[Point annotation records]
_ _ _
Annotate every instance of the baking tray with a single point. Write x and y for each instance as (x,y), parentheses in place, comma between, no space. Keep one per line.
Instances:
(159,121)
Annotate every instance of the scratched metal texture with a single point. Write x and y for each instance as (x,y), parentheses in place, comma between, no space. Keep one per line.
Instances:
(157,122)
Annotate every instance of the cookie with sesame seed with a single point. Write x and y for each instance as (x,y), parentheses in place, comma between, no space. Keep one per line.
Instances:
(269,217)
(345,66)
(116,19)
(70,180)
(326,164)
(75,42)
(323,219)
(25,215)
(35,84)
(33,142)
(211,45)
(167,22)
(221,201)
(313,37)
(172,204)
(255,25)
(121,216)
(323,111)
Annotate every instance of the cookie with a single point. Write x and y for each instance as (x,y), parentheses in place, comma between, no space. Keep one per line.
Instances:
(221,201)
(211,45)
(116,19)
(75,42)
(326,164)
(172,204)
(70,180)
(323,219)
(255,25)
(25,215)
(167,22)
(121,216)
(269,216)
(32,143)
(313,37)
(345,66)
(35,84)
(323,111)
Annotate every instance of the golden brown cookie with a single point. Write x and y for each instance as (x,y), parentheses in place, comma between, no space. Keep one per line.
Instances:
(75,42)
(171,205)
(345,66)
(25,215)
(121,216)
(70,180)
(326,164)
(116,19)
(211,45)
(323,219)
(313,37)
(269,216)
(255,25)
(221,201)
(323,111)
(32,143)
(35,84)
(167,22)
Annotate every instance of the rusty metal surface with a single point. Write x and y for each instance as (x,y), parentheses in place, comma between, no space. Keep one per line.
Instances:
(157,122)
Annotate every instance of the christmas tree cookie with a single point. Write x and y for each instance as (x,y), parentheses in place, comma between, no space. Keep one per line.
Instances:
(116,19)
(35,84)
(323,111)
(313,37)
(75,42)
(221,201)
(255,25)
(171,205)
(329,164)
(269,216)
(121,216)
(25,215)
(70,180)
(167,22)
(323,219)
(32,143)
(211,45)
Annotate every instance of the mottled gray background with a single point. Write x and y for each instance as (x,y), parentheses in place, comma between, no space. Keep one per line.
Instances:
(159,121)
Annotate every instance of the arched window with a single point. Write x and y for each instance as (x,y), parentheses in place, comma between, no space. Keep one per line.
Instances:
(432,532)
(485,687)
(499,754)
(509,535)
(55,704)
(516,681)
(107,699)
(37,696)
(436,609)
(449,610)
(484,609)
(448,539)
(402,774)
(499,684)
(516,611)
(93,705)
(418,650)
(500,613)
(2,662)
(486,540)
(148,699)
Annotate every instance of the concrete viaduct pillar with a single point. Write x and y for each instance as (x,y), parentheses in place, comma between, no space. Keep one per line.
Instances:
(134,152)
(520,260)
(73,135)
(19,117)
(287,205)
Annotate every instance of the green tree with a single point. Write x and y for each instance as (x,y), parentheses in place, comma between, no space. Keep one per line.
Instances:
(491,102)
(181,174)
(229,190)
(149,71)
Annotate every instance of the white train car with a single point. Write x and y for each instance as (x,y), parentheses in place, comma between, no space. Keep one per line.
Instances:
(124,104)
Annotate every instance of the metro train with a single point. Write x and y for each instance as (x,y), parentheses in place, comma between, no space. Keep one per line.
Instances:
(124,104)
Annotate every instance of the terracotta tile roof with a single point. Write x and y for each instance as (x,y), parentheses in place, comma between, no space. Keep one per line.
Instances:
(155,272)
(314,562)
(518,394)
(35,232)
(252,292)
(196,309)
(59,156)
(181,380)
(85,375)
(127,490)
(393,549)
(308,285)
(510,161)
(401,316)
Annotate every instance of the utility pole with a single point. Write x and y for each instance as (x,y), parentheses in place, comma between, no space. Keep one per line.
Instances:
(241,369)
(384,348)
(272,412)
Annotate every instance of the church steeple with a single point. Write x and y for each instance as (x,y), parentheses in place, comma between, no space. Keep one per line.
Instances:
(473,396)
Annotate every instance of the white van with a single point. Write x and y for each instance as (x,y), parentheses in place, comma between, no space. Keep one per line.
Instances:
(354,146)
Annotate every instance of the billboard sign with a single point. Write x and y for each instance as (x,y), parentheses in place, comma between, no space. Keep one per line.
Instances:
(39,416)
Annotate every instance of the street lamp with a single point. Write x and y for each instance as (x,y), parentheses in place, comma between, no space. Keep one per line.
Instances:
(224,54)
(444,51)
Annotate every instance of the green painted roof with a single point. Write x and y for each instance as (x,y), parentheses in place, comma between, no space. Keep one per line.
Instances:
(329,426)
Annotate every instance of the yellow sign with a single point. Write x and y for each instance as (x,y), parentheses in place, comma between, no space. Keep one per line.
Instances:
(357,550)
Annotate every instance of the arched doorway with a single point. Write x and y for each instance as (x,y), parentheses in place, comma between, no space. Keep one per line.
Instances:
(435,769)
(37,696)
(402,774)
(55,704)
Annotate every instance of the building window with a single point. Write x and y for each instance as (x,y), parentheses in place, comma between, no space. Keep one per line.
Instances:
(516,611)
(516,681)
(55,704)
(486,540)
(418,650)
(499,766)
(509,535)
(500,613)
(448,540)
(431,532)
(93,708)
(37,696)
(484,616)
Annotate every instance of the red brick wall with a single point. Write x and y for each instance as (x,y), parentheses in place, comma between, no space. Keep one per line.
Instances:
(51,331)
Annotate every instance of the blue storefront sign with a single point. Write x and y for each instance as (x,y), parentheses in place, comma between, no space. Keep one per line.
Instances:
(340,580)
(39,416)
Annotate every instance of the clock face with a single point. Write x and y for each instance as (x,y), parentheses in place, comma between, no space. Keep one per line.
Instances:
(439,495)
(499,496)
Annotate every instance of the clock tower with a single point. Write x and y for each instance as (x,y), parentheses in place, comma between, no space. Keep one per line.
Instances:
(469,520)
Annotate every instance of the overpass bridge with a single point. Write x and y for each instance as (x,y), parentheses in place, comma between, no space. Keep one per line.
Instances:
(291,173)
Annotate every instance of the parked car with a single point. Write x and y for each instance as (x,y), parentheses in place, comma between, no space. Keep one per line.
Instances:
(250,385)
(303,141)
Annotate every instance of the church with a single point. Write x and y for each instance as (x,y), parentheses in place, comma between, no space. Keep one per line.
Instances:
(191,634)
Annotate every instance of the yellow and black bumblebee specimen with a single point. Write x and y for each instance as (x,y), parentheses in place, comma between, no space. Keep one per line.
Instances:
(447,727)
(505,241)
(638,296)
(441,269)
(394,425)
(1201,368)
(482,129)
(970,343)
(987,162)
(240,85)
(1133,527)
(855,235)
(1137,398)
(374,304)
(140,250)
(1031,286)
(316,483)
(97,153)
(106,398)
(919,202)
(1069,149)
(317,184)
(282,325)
_ _ _
Extract each line from the listing above, please, and repeat it exactly.

Annotate every instance of the baking tray with a single point. Write x and y for each instance as (x,y), parentheses in place, comma between, no space. Keep one per line.
Instances:
(159,121)
Annotate every instance of the scratched metal texture with a single point. Write x and y for each instance as (x,y), parentheses in place, comma between, no space. Keep one per line.
Instances:
(157,122)
Annotate every instance of the cookie with sesame seed with a single point. Write x and y for each instance as (x,y), parentheses in place, comma between, no space. Keep one per line.
Instances:
(269,217)
(345,66)
(116,19)
(70,180)
(326,164)
(75,42)
(323,219)
(25,215)
(35,84)
(33,142)
(211,45)
(167,22)
(221,201)
(313,37)
(172,204)
(255,25)
(121,216)
(323,111)
Annotate every instance of the cookie with a single point. Write x and y for each instance as (x,y), parentheses in place, comma between, no space. Keep one per line.
Instances:
(221,201)
(211,45)
(116,19)
(75,42)
(326,164)
(172,204)
(70,180)
(323,219)
(255,25)
(25,215)
(167,22)
(121,216)
(269,216)
(32,143)
(313,37)
(345,66)
(35,84)
(323,111)
Annotate every instance of the golden brown cookie with a single point. Write x and y for each instance as (x,y), parentheses in place, comma between, no space. Keep one per line.
Instances:
(75,42)
(171,205)
(345,66)
(25,215)
(121,216)
(70,180)
(326,164)
(116,19)
(211,45)
(323,219)
(313,37)
(269,216)
(255,25)
(221,201)
(323,111)
(32,143)
(35,84)
(167,22)
Annotate every instance of the rusty metal surface with a single point. Write x and y for each instance as (x,y), parentheses in place, comma between, no space. Keep one per line.
Instances:
(157,122)
Annotate every instance of the christmas tree cookie with a single point. Write x and y for each instance as (x,y), parentheses in place, comma between, no space. Keep one per line.
Instances:
(116,19)
(35,84)
(323,111)
(313,37)
(75,42)
(221,201)
(255,25)
(171,205)
(329,164)
(269,216)
(121,216)
(25,215)
(70,180)
(167,22)
(323,219)
(32,143)
(211,45)
Annotate every instance of the mottled gray background with a single point. Write x and y for each instance as (x,y), parentheses in place, comma between, no space. Keep one per line.
Instances:
(159,121)
Annotate every instance of the arched window with a single point. Write x and y for each instance as (x,y), parentheses in place, comma between, no space. Keep one per line.
Instances:
(432,532)
(485,687)
(499,754)
(509,535)
(55,704)
(516,681)
(107,699)
(37,696)
(436,609)
(449,610)
(484,609)
(448,539)
(402,774)
(499,684)
(516,611)
(93,705)
(418,650)
(500,613)
(2,662)
(486,540)
(148,699)
Annotate every instance of the concrete viaduct pillar with a single point. Write x and y for each instance as (x,y), parentheses in place, comma between, no space. Keep one per line.
Instances:
(134,152)
(520,260)
(73,135)
(19,117)
(287,205)
Annotate every instance of the green tree with a single point. Write x and y for each instance as (x,y), parentheses in place, comma between, no space. Keep one per line.
Instances:
(491,102)
(181,174)
(229,190)
(149,71)
Annotate every instance of the white train car with a single point. Write x and y for each instance as (x,y), parentheses in place, comma between, no space. Keep one per line.
Instances:
(124,104)
Annotate every instance of the metro train with a single point. Write x and y for each instance as (x,y), parentheses in place, comma between, no space. Keep one per line.
Instances:
(124,104)
Annotate every instance of the terracotta tile roof with a single point. Write x and y for each instance as (x,y), parentheses in place, comma between, no space. Keep one per line.
Instances:
(155,272)
(314,562)
(518,394)
(35,232)
(252,292)
(196,309)
(59,156)
(181,380)
(85,375)
(127,490)
(393,549)
(308,285)
(510,161)
(401,316)
Annotate every instance of the utility pole with a single point. Write x and y for each instance as (x,y), parentheses in place, comma between, no space. Keep one per line.
Instances:
(241,369)
(384,348)
(272,412)
Annotate every instance of the church steeple with a single point. Write x and y for each instance as (x,y), parentheses in place, comma between, no space. Keep one per line.
Instances:
(473,396)
Annotate every instance of the white van with a single point. Write x and y for each instance as (x,y), parentheses in place, comma between, no space. Keep one per line.
Instances:
(354,146)
Annotate every instance of the billboard sign with a single point. Write x and y for each instance as (x,y), parentheses in place, comma between, no space. Keep one per line.
Instances:
(39,416)
Annotate every instance of the street lamp with a single point. Write x and y for each instance as (x,y), parentheses in place, comma between, no space. Keep one per line.
Instances:
(224,54)
(444,51)
Annotate every instance of the green painted roof with a single point. Write x and y for each instance as (x,y), parentheses in place, comma between, no space. Keep one per line.
Instances:
(329,426)
Annotate every instance of the yellow sign with a single point. Write x and y for each instance as (x,y), parentheses in place, comma between, no space. Keep one per line.
Instances:
(357,550)
Annotate every instance of the arched doorway with a single point. Write x and y for each instance as (x,y), parentheses in place, comma between, no space. Keep one per line.
Instances:
(435,769)
(37,696)
(402,774)
(55,704)
Annotate every instance of the building window with a single point. Write x and y for each instance as (x,y), parentheses in place, comma between, no space. Keep one per line.
Instances:
(516,611)
(516,681)
(55,704)
(486,540)
(418,650)
(499,766)
(509,535)
(500,613)
(448,540)
(431,532)
(93,708)
(37,696)
(484,616)
Annotate every instance of the red brick wall with a single point. Write x and y for each instance as (x,y), parentheses in place, comma between, no space. Keep one per line.
Instances:
(51,331)
Annotate every instance of the blue storefront sign with a single point. Write x and y for each instance as (x,y), parentheses in place, comma between, no space. Keep one per line.
Instances:
(340,580)
(39,416)
Annotate every instance of the clock face with a single point. Write x and y for each instance as (x,y), parentheses in place, comma between, no space. Keep one per line.
Instances:
(439,495)
(499,496)
Annotate every instance of the clock tower with a single point. Write x and y for each instance as (x,y), parentheses in place, comma between, no space. Keep one per line.
Instances:
(469,520)
Annotate every instance of the overpass bridge with a single point. Write x and y for each instance as (x,y), parentheses in place, comma between, no space. Keep one per line.
Instances:
(291,173)
Annotate every instance of the parked car with a single point. Write x and y for each instance as (x,y), parentheses in place, comma between, no space. Keep one per line.
Instances:
(250,385)
(303,141)
Annotate every instance of the church with a single point. Write x and y for each instance as (x,y), parentheses in place, comma between, no space. Keep one per line.
Instances:
(191,634)
Annotate every instance of the yellow and black bumblebee specimen with a single point. Write x and y for each instance as (x,y), parentheses in place, comma between, no space. Keep one per line.
Instances:
(447,727)
(505,241)
(638,296)
(441,269)
(394,425)
(1201,368)
(482,129)
(970,343)
(987,162)
(240,85)
(1133,527)
(855,235)
(1137,398)
(374,304)
(140,250)
(1031,286)
(316,483)
(97,153)
(106,398)
(919,202)
(1069,149)
(317,184)
(282,325)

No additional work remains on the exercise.